§ **EXERCISE PROMPT**:
Set down the material below in full, matching it exactly.

(Location identification items)
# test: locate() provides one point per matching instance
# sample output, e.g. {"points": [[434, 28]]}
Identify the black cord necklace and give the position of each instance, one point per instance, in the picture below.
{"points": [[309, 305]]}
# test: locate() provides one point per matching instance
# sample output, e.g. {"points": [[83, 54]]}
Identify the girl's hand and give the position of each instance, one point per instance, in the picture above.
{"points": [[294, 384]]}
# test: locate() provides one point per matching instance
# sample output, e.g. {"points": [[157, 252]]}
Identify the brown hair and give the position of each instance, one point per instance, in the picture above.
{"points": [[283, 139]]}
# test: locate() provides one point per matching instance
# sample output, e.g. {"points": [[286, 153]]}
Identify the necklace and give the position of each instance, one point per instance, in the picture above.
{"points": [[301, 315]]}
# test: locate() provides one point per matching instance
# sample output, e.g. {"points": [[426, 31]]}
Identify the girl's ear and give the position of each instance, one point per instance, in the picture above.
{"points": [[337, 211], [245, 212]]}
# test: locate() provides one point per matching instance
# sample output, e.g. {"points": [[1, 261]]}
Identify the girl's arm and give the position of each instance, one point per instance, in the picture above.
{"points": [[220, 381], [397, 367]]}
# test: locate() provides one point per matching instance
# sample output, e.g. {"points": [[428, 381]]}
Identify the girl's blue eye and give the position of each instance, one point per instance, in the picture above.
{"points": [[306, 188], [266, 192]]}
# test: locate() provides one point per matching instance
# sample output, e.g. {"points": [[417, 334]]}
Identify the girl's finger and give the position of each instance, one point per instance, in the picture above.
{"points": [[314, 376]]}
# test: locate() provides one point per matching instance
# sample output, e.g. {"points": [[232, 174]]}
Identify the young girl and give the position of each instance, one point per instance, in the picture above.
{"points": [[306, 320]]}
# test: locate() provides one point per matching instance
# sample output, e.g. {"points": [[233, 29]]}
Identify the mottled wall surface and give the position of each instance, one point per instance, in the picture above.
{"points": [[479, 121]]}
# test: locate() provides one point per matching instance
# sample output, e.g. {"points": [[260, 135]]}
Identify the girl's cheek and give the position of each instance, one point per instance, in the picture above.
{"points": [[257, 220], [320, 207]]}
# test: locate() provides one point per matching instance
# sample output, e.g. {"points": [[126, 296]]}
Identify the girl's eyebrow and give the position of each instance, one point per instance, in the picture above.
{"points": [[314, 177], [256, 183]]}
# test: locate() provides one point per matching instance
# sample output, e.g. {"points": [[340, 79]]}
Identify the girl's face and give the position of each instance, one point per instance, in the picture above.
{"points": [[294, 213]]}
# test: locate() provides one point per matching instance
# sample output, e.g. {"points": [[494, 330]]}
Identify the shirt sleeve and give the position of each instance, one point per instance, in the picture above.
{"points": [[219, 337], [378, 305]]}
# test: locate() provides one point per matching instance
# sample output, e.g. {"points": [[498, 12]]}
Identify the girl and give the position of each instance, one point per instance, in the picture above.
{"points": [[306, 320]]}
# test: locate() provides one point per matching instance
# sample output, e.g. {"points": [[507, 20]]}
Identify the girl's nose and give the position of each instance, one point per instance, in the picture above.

§ **COMPLETE OUTPUT**:
# test: locate() provides one point per matching instance
# sample output, e.g. {"points": [[434, 28]]}
Identify the black cord necklace and give the position of each instance, one point per instance, in the picture below.
{"points": [[309, 305]]}
# test: locate() provides one point per matching instance
# sample output, e.g. {"points": [[83, 54]]}
Identify the girl's hand and give the position of each instance, one point per instance, in the picture above.
{"points": [[294, 384]]}
# test: locate() provides one point per matching instance
# sample output, e.g. {"points": [[157, 252]]}
Identify the brown hair and give the position of each instance, one point per instance, in the picture above.
{"points": [[283, 139]]}
# test: locate() provides one point per matching instance
# sample output, e.g. {"points": [[286, 153]]}
Identify the necklace and give the position of each instance, one point per instance, in the picture above.
{"points": [[301, 315]]}
# test: locate() provides one point per matching instance
# sample output, e.g. {"points": [[426, 31]]}
Identify the girl's ear and give the position of each instance, one point per instance, in the picture above.
{"points": [[337, 211], [245, 212]]}
# test: locate() provides one point per matching instance
# sample output, e.g. {"points": [[1, 261]]}
Identify the girl's arm and give the position of each instance, one point per instance, in the picture above.
{"points": [[220, 381], [397, 367]]}
# test: locate() provides one point per matching instance
# sample output, e.g. {"points": [[428, 381]]}
Identify the girl's blue eye and give the position of each instance, one point per instance, in the picture above.
{"points": [[306, 188], [266, 192]]}
# test: locate() provides one point per matching instance
# sample output, e.g. {"points": [[417, 334]]}
Identify the girl's finger and give the position of each instance, one point per instance, in the picture above.
{"points": [[314, 376]]}
# test: locate() provides one point per matching instance
# sample output, e.g. {"points": [[232, 174]]}
Identify the young girl and give the position of each instance, one point per instance, in the picture above.
{"points": [[306, 320]]}
# test: locate() provides one point per matching instance
# sample output, e.g. {"points": [[233, 29]]}
Identify the mottled wall surface and give the position of each instance, one point per instance, in the picture above.
{"points": [[479, 121]]}
# test: locate() provides one point per matching instance
# sample output, e.g. {"points": [[260, 135]]}
Identify the girl's cheek and give the position of each instance, one point per instance, in the picture above.
{"points": [[257, 220], [320, 207]]}
# test: locate() provides one point per matching instance
# sample output, e.g. {"points": [[126, 296]]}
Identify the girl's eyebrow and give the position of each instance, one point per instance, in the picture above.
{"points": [[314, 177], [256, 183]]}
# test: locate() provides one point per matching instance
# sample output, e.g. {"points": [[340, 79]]}
Identify the girl's face and give the position of each instance, one point per instance, in the picture above.
{"points": [[294, 213]]}
# test: locate() provides one point per matching instance
# sample output, e.g. {"points": [[494, 330]]}
Identify the shirt sleeve and give the position of each instance, one point per instance, in the picture above.
{"points": [[219, 337], [378, 305]]}
# test: locate() provides one point per matching instance
# sample output, e.g. {"points": [[498, 12]]}
Identify the girl and give the position of each instance, one point per instance, in the picture above.
{"points": [[306, 320]]}
# test: locate() provides one point per matching instance
# sample output, e.g. {"points": [[507, 20]]}
Identify the girl's nose and give the position of each instance, one point per instance, in the picture above.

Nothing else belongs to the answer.